Problem description:
Repeat every record exactly as given.

Exercise data:
◆ ◆ ◆

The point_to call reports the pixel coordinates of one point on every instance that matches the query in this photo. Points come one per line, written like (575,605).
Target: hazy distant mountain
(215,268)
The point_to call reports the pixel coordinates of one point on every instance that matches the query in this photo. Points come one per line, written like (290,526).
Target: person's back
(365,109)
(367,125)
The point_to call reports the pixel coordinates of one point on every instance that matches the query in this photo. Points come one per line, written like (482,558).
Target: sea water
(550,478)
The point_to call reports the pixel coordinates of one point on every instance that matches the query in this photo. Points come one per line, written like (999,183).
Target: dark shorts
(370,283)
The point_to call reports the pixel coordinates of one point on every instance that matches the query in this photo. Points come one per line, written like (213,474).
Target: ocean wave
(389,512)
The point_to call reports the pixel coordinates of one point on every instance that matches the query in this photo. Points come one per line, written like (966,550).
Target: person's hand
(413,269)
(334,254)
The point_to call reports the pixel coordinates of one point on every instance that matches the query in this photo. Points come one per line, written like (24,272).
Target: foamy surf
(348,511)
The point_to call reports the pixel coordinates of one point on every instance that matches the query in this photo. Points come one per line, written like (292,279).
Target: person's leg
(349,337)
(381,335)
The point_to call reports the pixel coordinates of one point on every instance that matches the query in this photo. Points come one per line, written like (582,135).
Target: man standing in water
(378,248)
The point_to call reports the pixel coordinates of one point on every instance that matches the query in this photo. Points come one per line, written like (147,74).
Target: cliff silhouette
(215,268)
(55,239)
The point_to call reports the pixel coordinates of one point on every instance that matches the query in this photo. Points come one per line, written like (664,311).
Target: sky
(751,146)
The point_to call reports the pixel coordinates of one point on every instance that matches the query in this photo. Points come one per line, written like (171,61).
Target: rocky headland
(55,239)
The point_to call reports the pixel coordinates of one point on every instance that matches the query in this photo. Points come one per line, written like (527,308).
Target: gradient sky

◆ ◆ ◆

Task output:
The point_to call reports the pixel coordinates of one point on every instance that matches the query in this photo. Points come one per line, written like (575,605).
Target: hazy distant mountain
(215,268)
The point_to call reports the pixel coordinates of one point on every instance that matches the query in this photo. Points come one per line, written like (290,526).
Target: person's back
(365,109)
(367,125)
The point_to call reports the pixel coordinates of one point on every instance that matches the query in this photo. Points come one per line, written like (482,558).
Target: sea water
(550,478)
The point_to call reports the pixel coordinates of one point on every instance that matches the query in this photo. Points come one per line, written like (999,183).
Target: dark shorts
(370,283)
The point_to call reports the pixel coordinates of one point on every instance that matches the query in this photo. Points come one per line, written like (213,474).
Target: ocean wave
(389,512)
The point_to call reports the pixel coordinates of one point on every instance that matches the query in this photo. Points come one per line, written like (966,550).
Target: person's hand
(413,269)
(334,254)
The point_to call reports the pixel coordinates of one point on every instance that matches the query in this photo. Points come one per line, written like (24,272).
Target: foamy surf
(348,511)
The point_to call reports the pixel coordinates of one point on every instance that matches the query in this photo. Points come one per line, written like (292,279).
Target: person's leg
(349,337)
(381,335)
The point_to call reports the pixel coordinates of one point on every instance that matches the query in this photo. Points come one per line, written like (582,135).
Target: man standing in water
(378,248)
The point_to call reports the pixel coordinates of one point on every instance that matches the query in this photo. Points come one per line, written like (147,74).
Target: cliff silhouette
(215,268)
(55,239)
The point_to call reports the pixel coordinates of one point on every instance that matches the query in this photo. Points come one per line, written like (664,311).
Target: sky
(751,146)
The point_to call reports the pixel coordinates of one point on every instance that matches the query in this photo. Points come one per line, written like (171,61).
Target: rocky headland
(55,239)
The point_to call reports the pixel coordinates of one point on every instance that matches the query in this photo. Points come one per line, written like (527,308).
Target: gradient sky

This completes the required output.